------ SOURCE INFORMATION
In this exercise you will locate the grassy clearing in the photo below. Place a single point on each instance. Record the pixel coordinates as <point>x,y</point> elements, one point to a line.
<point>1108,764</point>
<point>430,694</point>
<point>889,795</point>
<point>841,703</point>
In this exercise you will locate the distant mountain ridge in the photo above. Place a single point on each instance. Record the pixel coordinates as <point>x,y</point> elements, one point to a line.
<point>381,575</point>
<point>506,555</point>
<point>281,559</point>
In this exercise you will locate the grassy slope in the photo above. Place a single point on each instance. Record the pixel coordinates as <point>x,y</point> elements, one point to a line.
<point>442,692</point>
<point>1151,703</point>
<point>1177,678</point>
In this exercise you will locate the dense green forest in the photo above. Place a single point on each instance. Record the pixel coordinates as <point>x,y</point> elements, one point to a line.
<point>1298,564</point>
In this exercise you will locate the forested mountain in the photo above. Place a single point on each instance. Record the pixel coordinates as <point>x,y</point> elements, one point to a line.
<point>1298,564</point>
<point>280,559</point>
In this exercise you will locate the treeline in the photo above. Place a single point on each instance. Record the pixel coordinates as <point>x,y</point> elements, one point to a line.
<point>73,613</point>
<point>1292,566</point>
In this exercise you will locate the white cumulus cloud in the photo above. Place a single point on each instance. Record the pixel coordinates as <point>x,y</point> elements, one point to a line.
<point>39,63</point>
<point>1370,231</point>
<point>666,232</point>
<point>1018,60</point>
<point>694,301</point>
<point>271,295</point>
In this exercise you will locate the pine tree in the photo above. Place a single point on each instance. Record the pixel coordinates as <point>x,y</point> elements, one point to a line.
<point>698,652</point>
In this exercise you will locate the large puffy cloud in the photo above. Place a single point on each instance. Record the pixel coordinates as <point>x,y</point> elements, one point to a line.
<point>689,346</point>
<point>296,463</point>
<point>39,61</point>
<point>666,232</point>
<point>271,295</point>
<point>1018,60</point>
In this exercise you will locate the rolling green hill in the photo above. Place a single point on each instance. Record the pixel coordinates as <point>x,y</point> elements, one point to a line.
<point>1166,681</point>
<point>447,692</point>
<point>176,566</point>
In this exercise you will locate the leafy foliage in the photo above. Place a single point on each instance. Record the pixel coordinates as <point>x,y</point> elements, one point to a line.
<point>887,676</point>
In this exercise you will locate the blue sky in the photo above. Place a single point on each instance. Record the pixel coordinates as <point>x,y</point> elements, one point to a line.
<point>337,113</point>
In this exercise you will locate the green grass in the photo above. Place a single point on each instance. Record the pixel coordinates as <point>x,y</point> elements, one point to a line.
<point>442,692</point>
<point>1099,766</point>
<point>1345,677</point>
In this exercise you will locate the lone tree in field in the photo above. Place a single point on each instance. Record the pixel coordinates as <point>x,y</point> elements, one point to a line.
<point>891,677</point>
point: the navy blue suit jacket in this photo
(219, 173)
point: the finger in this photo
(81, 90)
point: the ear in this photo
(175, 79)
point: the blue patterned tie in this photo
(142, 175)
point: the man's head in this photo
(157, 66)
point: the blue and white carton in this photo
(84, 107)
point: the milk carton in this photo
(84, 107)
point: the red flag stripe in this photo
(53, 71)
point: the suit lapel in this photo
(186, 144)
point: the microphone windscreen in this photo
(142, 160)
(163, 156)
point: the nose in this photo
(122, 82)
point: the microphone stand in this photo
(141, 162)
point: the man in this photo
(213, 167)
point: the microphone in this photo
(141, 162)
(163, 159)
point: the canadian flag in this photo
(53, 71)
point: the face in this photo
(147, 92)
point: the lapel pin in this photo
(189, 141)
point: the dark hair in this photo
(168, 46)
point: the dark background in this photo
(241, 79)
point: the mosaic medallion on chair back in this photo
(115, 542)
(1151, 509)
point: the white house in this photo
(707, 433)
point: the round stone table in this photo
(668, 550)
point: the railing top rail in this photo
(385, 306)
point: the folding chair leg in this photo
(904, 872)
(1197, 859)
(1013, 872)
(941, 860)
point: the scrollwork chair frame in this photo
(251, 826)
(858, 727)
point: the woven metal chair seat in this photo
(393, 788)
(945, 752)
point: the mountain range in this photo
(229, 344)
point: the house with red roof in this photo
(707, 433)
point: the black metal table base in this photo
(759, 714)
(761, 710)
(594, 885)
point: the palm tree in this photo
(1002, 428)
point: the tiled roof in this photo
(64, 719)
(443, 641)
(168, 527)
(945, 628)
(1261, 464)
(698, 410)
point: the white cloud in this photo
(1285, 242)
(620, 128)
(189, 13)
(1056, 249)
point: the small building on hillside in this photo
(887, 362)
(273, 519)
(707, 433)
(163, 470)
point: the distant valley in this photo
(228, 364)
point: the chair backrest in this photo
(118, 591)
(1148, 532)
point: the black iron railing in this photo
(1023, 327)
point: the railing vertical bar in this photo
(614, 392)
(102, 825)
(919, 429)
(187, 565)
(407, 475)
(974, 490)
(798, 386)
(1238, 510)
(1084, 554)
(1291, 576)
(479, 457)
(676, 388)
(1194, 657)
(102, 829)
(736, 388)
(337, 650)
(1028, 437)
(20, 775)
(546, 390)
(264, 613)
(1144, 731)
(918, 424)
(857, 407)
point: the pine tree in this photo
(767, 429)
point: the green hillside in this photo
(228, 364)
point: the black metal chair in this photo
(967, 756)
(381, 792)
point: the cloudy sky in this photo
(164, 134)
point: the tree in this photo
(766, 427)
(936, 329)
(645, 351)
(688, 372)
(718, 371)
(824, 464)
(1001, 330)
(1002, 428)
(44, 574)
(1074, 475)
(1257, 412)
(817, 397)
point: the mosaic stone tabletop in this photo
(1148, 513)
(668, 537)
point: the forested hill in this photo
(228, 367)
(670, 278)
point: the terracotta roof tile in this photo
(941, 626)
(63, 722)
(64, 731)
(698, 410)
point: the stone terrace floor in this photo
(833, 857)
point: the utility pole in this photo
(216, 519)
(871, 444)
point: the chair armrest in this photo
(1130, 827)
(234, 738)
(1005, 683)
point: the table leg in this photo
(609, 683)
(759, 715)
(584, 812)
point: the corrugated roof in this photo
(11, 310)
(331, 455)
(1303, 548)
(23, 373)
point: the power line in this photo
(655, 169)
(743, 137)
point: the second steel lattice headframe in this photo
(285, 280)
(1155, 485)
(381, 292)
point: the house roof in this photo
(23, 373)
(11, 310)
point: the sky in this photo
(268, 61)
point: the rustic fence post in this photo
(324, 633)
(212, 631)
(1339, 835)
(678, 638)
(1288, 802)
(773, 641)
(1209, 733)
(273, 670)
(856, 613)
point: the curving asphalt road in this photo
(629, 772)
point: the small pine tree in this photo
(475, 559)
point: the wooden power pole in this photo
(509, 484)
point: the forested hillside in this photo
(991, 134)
------------
• _INSTRUCTIONS FOR THE TASK_:
Copy out all the entries exactly once more.

• _ANSWER_:
In this exercise you will locate the grassy clearing in the photo below. Place a single point on each instance. Record the pixel coordinates as <point>x,y</point> elements, one point to a line.
<point>1108,764</point>
<point>430,694</point>
<point>889,795</point>
<point>841,703</point>
In this exercise you will locate the distant mountain ridge in the photo above. Place a single point on each instance. Record the pixel coordinates as <point>x,y</point> elements, one point to a line.
<point>381,575</point>
<point>506,555</point>
<point>281,559</point>
In this exercise you will locate the grassy slope in the photo above. Place a single point on each instance. Record the pixel coordinates as <point>x,y</point> elements, one point to a line.
<point>442,692</point>
<point>1151,703</point>
<point>1177,678</point>
In this exercise you will locate the dense green forest in the photo above. Place a single point on each instance. Record the pixel coordinates as <point>x,y</point> elements, one point to a line.
<point>1298,564</point>
In this exercise you will locate the forested mountain in the photo above. Place a single point on each instance. Record the pixel coordinates as <point>x,y</point> elements, one point to a line.
<point>1298,564</point>
<point>280,559</point>
In this exercise you will locate the treeline in the photo above. Place a single point on each instance. Record the pixel coordinates as <point>x,y</point> elements, one point to a line.
<point>73,613</point>
<point>1292,566</point>
In this exercise you will locate the white cumulus cloud in the photo above. Place a single point on each instance. Record the pixel coordinates as <point>x,y</point> elements, one point to a line.
<point>39,63</point>
<point>1370,231</point>
<point>666,232</point>
<point>1018,60</point>
<point>694,301</point>
<point>271,295</point>
In this exercise you will locate the pine tree in the photo above. Place a single point on each instance. Record the pixel coordinates as <point>x,y</point> elements, one point to a line.
<point>698,652</point>
In this exercise you will locate the large puffy cloud in the photo above. Place a single point on each instance. Record the pixel coordinates as <point>x,y</point> elements, one point to a line.
<point>689,346</point>
<point>296,463</point>
<point>39,61</point>
<point>666,232</point>
<point>271,295</point>
<point>1018,60</point>
In this exercise you will locate the rolling green hill in the photo above. Place a single point on each instance. Record the pixel coordinates as <point>x,y</point> elements, one point to a line.
<point>1166,681</point>
<point>447,692</point>
<point>176,566</point>
In this exercise you will locate the leafy foliage in the photo above. Place a single point on each instance. Record the pixel coordinates as <point>x,y</point> elements, one point to a line.
<point>887,676</point>
In this exercise you will locate the blue sky in the photo above. Place a single point on each instance. Record the pixel coordinates as <point>x,y</point> elements, one point to a line.
<point>337,113</point>
In this exercise you will locate the green grass in the photo above. Place a single point on each instance. Record the pixel coordinates as <point>x,y</point> elements, one point to a line.
<point>442,692</point>
<point>1099,766</point>
<point>1345,677</point>
In this exercise you will locate the lone tree in field in the photo above. Place a single point on each instance. Record the pixel coordinates as <point>x,y</point> elements, one point to a line.
<point>891,677</point>
point: the navy blue suit jacket in this photo
(219, 173)
point: the finger in this photo
(81, 90)
point: the ear in this photo
(175, 79)
point: the blue patterned tie in this photo
(142, 175)
point: the man's head in this photo
(157, 66)
point: the blue and white carton in this photo
(84, 107)
point: the milk carton in this photo
(84, 107)
point: the red flag stripe in this photo
(53, 71)
point: the suit lapel in this photo
(186, 144)
point: the microphone windscreen in this photo
(142, 160)
(163, 156)
point: the nose in this photo
(122, 82)
point: the microphone stand in this photo
(141, 162)
point: the man in this photo
(213, 167)
point: the microphone in this photo
(141, 162)
(163, 159)
point: the canadian flag in this photo
(53, 71)
point: the face in this photo
(147, 92)
point: the lapel pin in this photo
(189, 141)
point: the dark hair in this photo
(168, 46)
point: the dark background in this photo
(241, 79)
point: the mosaic medallion on chair back in this photo
(115, 542)
(1151, 509)
point: the white house in this photo
(707, 433)
point: the round stone table in this photo
(668, 550)
point: the railing top rail in this photo
(385, 306)
point: the folding chair leg in this photo
(904, 872)
(1197, 859)
(1013, 872)
(941, 860)
point: the scrollwork chair frame in this photo
(251, 826)
(858, 727)
point: the woven metal chair seat in this photo
(393, 788)
(945, 752)
point: the mountain range in this photo
(229, 344)
point: the house with red roof in this photo
(707, 433)
point: the black metal table base in this photo
(759, 714)
(761, 710)
(594, 885)
point: the palm tree in this photo
(1002, 428)
point: the tiled roof in this photo
(64, 719)
(443, 641)
(168, 527)
(945, 628)
(1261, 464)
(698, 410)
point: the white cloud in this photo
(1285, 242)
(620, 128)
(189, 13)
(1056, 249)
point: the small building on hillside in this photo
(887, 362)
(273, 519)
(707, 433)
(163, 470)
point: the distant valley in this photo
(228, 364)
point: the chair backrest in this photo
(118, 591)
(1148, 532)
point: the black iron railing in this photo
(1023, 327)
point: the railing vertical bar in this photo
(614, 392)
(102, 825)
(919, 429)
(187, 565)
(407, 475)
(974, 490)
(798, 386)
(1238, 510)
(1084, 554)
(1291, 576)
(479, 457)
(676, 388)
(1194, 657)
(102, 829)
(736, 388)
(337, 650)
(1028, 437)
(20, 775)
(546, 390)
(264, 613)
(1144, 731)
(918, 424)
(857, 407)
point: the pine tree in this photo
(767, 429)
point: the green hillside in this photo
(228, 364)
point: the black metal chair in this photo
(967, 756)
(381, 792)
point: the cloudy sky in this photo
(164, 134)
point: the tree in this photo
(766, 427)
(936, 329)
(645, 351)
(688, 372)
(718, 371)
(824, 464)
(1001, 330)
(1002, 428)
(44, 574)
(1074, 475)
(1257, 412)
(817, 397)
point: the mosaic stone tabletop in this photo
(1148, 513)
(668, 537)
point: the forested hill in this photo
(228, 367)
(670, 278)
point: the terracotta roof tile in this photo
(941, 626)
(63, 722)
(64, 731)
(698, 410)
point: the stone terrace floor in this photo
(833, 857)
point: the utility pole in this photo
(216, 519)
(871, 444)
point: the chair armrest in this photo
(1130, 827)
(234, 738)
(1005, 683)
point: the table leg in this photo
(609, 683)
(759, 715)
(584, 812)
point: the corrugated roof in this photo
(11, 310)
(331, 455)
(1303, 548)
(23, 373)
point: the power line in this photo
(655, 169)
(743, 137)
point: the second steel lattice headframe in this photo
(285, 280)
(1155, 485)
(381, 292)
point: the house roof in this photo
(23, 373)
(11, 310)
point: the sky in this photo
(268, 61)
point: the rustic fence post in this photo
(324, 633)
(212, 631)
(1339, 835)
(678, 638)
(1288, 802)
(773, 641)
(1209, 733)
(273, 670)
(856, 613)
point: the curving asphalt road in this photo
(629, 772)
point: the small pine tree in this photo
(475, 559)
point: the wooden power pole in this photo
(509, 484)
point: the forested hillside in this photo
(991, 134)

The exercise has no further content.